**EXERCISE DIRECTIONS:** Provide only the number of lines in the following data that contain "white".

**MATERIAL SUPPLIED:**
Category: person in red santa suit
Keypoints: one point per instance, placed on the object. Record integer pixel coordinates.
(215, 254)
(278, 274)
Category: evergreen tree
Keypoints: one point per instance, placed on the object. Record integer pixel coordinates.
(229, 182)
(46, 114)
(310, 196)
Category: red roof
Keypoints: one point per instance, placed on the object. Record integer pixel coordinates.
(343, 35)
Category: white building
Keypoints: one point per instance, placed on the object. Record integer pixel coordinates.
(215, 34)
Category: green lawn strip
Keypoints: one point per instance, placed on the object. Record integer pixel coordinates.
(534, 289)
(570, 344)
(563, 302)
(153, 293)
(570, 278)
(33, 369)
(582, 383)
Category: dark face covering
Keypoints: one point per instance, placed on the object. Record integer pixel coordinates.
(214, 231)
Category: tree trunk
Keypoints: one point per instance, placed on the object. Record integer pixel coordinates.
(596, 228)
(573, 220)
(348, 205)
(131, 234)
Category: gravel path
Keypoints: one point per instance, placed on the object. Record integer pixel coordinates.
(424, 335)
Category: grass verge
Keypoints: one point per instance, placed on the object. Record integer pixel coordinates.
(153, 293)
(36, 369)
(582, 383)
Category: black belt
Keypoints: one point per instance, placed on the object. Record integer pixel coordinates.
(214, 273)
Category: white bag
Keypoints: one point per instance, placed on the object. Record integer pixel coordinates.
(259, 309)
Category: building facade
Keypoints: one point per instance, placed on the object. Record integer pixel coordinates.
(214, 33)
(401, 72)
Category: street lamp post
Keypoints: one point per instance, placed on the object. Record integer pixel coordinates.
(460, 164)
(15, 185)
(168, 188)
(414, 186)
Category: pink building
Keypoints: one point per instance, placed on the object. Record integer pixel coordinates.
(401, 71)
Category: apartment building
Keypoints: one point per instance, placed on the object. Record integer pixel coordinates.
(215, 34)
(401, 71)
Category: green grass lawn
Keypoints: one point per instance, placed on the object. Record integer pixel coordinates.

**ANSWER SECTION:** 2